------ Source data
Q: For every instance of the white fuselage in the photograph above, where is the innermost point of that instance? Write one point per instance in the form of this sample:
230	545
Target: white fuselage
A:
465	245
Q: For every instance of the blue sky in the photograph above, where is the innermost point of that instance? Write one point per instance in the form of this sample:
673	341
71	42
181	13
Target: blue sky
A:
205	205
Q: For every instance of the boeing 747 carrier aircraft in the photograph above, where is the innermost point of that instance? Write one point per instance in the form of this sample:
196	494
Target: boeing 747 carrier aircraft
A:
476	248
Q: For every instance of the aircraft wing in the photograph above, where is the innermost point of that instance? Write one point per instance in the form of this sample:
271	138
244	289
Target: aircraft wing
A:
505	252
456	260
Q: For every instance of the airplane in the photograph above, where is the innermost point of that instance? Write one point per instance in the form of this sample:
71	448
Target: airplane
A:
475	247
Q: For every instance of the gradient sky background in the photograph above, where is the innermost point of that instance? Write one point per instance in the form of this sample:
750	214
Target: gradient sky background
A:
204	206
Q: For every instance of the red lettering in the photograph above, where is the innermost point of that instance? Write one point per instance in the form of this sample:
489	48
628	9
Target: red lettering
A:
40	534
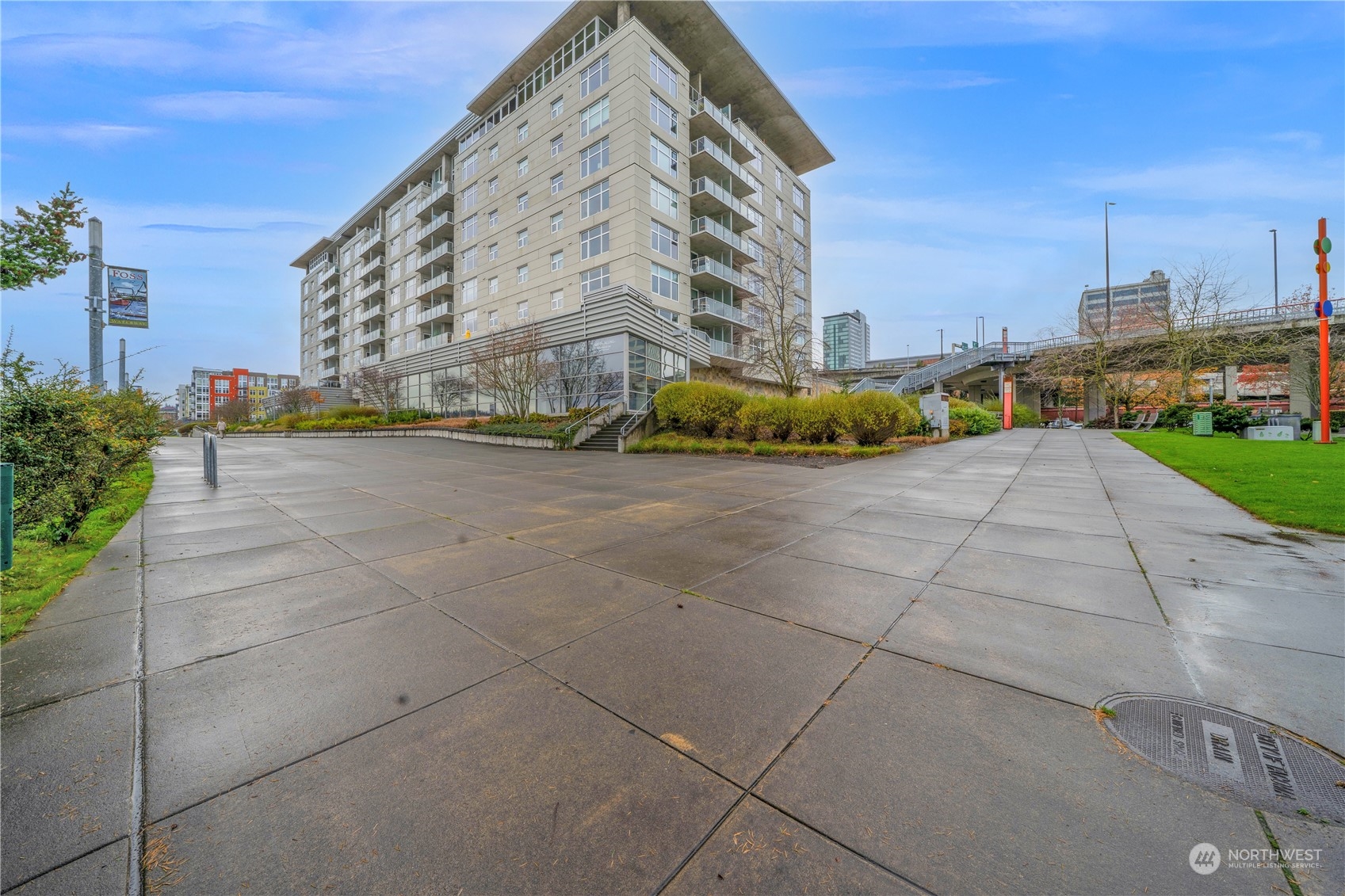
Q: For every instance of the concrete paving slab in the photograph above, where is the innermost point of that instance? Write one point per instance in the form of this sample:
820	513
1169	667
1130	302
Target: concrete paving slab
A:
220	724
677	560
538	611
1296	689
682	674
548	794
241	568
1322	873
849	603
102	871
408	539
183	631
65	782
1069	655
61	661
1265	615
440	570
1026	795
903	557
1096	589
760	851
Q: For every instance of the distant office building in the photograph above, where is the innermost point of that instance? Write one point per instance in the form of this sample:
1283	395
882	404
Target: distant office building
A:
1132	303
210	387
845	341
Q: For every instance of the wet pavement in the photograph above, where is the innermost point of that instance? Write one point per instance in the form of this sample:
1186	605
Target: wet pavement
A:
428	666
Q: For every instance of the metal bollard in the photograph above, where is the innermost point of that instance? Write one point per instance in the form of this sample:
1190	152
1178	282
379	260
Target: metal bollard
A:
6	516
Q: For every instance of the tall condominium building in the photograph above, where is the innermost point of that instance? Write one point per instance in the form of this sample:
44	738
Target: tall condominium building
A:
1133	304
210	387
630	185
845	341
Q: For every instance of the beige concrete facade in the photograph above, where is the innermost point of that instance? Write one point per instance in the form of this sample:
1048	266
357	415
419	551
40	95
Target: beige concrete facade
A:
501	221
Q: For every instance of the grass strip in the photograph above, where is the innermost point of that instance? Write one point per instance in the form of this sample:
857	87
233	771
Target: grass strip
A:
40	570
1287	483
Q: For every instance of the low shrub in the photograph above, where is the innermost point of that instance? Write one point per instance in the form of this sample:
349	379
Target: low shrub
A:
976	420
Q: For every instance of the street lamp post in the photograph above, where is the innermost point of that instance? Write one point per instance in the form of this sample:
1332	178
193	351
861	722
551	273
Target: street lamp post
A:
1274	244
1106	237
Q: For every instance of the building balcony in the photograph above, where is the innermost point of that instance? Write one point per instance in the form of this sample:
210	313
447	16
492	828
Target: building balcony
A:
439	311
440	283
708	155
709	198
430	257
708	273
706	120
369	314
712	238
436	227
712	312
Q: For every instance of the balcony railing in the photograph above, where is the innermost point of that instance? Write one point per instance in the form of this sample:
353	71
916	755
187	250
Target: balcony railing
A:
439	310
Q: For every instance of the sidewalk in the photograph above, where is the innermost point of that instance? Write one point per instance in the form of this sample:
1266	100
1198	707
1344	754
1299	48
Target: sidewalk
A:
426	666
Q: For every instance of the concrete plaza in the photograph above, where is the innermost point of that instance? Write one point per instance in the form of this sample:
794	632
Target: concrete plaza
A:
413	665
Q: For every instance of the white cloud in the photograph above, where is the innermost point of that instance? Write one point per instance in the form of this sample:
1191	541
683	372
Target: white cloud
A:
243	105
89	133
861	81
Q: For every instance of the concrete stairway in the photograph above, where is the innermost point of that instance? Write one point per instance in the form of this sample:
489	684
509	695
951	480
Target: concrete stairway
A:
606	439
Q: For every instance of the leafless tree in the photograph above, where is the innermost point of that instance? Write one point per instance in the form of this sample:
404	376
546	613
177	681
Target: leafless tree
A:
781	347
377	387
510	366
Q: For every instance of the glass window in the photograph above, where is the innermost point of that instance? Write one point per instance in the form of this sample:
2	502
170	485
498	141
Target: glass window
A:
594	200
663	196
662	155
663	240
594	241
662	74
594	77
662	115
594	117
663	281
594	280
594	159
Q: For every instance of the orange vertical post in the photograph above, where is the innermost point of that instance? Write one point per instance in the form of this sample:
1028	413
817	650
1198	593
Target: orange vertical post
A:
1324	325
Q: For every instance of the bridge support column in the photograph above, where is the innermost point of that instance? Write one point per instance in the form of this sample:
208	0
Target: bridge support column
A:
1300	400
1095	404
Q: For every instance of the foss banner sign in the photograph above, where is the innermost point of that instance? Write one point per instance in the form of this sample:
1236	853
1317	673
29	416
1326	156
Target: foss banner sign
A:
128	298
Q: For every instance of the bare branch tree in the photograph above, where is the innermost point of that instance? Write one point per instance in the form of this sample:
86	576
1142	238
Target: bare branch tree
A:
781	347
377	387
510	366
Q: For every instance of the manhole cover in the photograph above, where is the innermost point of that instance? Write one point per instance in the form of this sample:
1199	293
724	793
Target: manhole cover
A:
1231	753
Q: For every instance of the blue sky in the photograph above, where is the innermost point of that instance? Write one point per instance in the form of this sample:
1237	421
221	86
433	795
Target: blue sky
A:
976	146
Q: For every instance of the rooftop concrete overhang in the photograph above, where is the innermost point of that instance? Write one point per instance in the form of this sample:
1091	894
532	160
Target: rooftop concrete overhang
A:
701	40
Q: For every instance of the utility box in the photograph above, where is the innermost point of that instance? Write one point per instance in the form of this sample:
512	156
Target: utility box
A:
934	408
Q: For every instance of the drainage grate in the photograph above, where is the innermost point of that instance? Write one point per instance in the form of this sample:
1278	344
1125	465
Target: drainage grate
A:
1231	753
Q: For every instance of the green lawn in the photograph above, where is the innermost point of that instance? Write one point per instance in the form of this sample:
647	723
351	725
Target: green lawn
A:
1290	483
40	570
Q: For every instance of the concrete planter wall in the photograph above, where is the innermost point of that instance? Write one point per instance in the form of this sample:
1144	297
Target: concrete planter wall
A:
------------
------ Source data
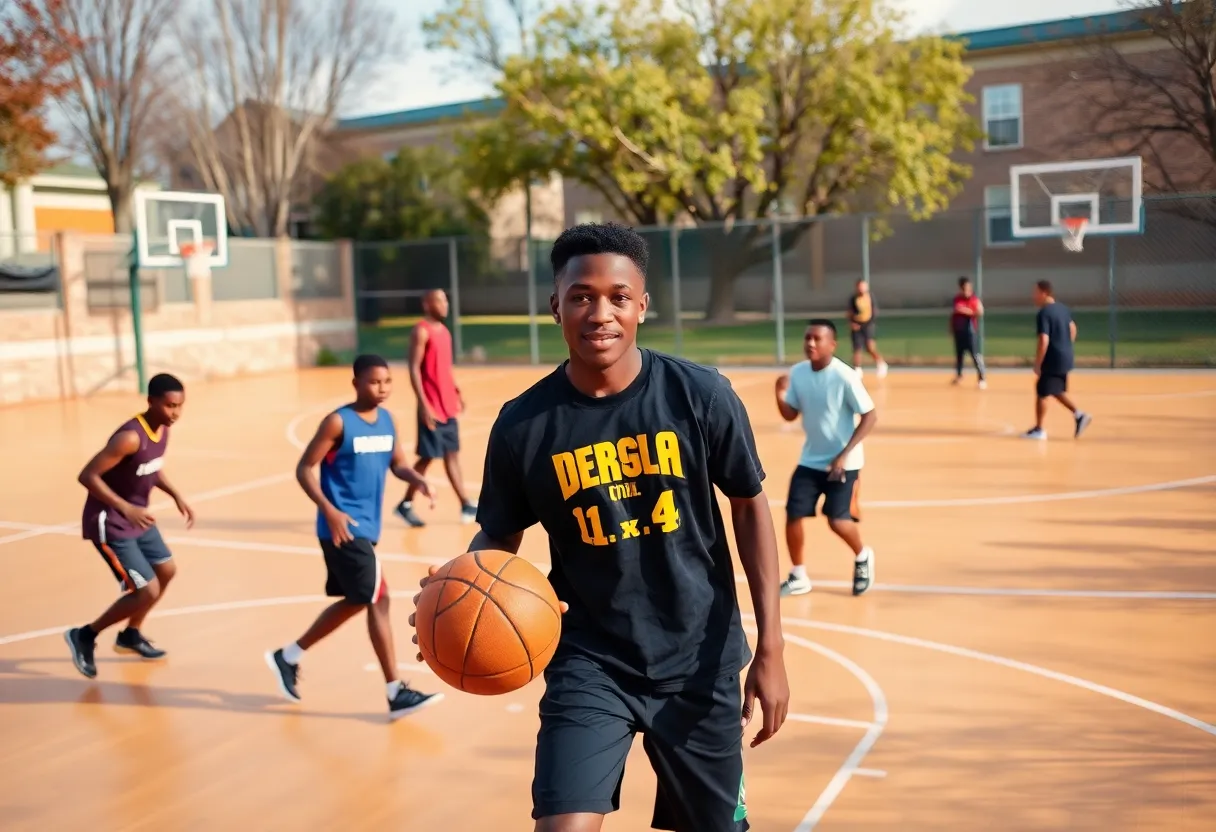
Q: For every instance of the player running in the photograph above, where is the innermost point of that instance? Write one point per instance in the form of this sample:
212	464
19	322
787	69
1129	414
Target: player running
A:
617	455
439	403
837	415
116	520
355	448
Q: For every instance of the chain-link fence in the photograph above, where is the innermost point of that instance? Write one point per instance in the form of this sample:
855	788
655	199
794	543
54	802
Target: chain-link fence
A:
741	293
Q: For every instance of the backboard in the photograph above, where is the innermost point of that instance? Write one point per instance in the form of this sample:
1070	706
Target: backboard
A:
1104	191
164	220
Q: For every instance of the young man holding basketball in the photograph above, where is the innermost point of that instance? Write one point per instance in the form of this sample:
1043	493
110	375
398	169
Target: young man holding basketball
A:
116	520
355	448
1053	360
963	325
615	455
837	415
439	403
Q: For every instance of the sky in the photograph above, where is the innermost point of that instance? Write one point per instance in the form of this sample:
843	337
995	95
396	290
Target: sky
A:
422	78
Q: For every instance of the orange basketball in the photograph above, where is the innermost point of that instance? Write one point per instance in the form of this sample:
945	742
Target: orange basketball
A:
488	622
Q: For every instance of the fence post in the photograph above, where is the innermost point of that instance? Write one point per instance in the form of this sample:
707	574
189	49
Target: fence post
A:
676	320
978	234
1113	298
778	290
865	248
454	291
------------
### Problem details
Whenever the string "office" shows up in a line above, copy that line.

### Task solution
Q: For every instance of the distant office building in the photograph above, where is the innermost point of that instance? Write one point per instance in the form of this sample:
Target: distant office building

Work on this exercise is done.